• DESCRIPTION OF THE TASK
Please restate the following records word for word.
(Beginning of INPUT DATA)
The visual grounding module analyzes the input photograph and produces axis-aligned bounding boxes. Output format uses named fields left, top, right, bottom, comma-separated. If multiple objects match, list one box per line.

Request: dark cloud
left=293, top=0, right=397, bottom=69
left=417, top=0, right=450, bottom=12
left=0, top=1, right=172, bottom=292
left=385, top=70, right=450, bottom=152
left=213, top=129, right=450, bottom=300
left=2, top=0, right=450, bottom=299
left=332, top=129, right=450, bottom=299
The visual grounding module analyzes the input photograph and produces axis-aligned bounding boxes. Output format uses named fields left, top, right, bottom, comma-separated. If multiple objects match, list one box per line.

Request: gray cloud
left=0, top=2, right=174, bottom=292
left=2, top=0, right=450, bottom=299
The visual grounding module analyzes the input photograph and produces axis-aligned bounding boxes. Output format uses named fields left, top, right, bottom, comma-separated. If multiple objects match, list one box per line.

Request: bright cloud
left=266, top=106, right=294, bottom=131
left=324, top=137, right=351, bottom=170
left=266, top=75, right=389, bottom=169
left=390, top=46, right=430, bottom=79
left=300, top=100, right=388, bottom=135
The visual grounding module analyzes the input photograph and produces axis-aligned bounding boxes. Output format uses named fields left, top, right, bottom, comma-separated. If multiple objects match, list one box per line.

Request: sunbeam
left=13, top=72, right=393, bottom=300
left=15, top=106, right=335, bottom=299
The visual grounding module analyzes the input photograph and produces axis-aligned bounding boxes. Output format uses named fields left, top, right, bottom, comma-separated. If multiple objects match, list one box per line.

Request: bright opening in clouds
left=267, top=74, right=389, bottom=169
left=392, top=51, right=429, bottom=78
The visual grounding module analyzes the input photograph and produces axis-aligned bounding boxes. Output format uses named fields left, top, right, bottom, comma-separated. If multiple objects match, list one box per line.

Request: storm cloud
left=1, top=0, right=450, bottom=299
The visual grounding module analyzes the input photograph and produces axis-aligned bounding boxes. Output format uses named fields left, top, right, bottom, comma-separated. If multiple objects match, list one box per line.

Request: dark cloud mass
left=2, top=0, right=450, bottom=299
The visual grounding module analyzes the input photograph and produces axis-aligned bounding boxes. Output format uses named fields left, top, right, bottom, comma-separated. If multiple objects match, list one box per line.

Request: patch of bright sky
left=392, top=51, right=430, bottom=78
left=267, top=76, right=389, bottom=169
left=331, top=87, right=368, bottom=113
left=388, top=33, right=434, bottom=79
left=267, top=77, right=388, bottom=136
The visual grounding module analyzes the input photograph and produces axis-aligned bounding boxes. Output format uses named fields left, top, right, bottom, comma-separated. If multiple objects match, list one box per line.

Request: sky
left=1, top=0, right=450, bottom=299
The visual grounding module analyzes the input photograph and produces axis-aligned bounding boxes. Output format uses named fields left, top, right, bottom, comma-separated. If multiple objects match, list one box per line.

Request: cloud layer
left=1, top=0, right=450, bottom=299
(End of INPUT DATA)
• SOLUTION FOR THIS PROBLEM
The visual grounding module analyzes the input photograph and produces axis-aligned bounding boxes. Output format uses named fields left, top, right, bottom, comma-separated. If multiple objects match, list one box per line.

Request: dark cloud
left=293, top=0, right=397, bottom=69
left=417, top=0, right=450, bottom=12
left=0, top=1, right=172, bottom=292
left=385, top=70, right=450, bottom=152
left=213, top=129, right=450, bottom=300
left=2, top=0, right=450, bottom=299
left=332, top=129, right=450, bottom=299
The visual grounding module analyzes the input photograph and produces axis-aligned bounding boxes. Output format uses named fields left, top, right, bottom, comma-separated. If multiple objects match, list one box per line.

Request: gray cloud
left=0, top=2, right=174, bottom=292
left=2, top=0, right=450, bottom=299
The visual grounding module analyzes the input photograph and produces axis-aligned bounding boxes. Output format uses named fields left, top, right, bottom, comma-separated. If multiple objects match, list one box per line.

Request: bright cloud
left=266, top=106, right=294, bottom=131
left=324, top=137, right=351, bottom=170
left=266, top=75, right=389, bottom=169
left=390, top=46, right=430, bottom=79
left=300, top=100, right=388, bottom=135
The visual grounding module analyzes the input photograph and produces axis-aligned bounding boxes. Output format uses named fields left, top, right, bottom, comma-separated. If multiple objects match, list one box per line.

Request: sunbeam
left=13, top=72, right=393, bottom=300
left=15, top=106, right=335, bottom=299
The visual grounding module analyzes the input photograph and produces axis-aligned bounding boxes. Output format uses named fields left, top, right, bottom, comma-separated. If multiple objects match, list one box per line.

Request: bright opening in clouds
left=267, top=74, right=389, bottom=169
left=392, top=51, right=429, bottom=78
The visual grounding module analyzes the input photograph and produces axis-aligned bounding boxes. Output format uses named fields left, top, right, bottom, comma-separated. If multiple objects match, list one box per line.

Request: storm cloud
left=1, top=0, right=450, bottom=299
The visual grounding module analyzes the input photograph and produces axis-aligned bounding boxes. Output format uses named fields left, top, right, bottom, comma-separated. If multiple objects match, list one box per line.

Request: dark cloud mass
left=2, top=0, right=450, bottom=299
The visual grounding module analyzes the input photograph and produces axis-aligned bounding boxes. Output format uses named fields left, top, right, bottom, comma-separated. If multiple objects match, list one box per line.

Request: patch of bright sky
left=392, top=51, right=430, bottom=78
left=267, top=76, right=389, bottom=169
left=331, top=87, right=368, bottom=113
left=388, top=33, right=434, bottom=79
left=267, top=77, right=388, bottom=136
The visual grounding module analyzes the input photograph and produces axis-aligned bounding boxes. Output format uses named fields left, top, right, bottom, comma-separated. If multiple objects match, list one box per line.

Request: sky
left=1, top=0, right=450, bottom=299
The visual grounding module analyzes the input photograph and produces axis-aligned bounding boxes. Output format uses named fields left, top, right, bottom, comma-separated. If multiple objects match, list one box per line.

Request: cloud layer
left=1, top=0, right=450, bottom=299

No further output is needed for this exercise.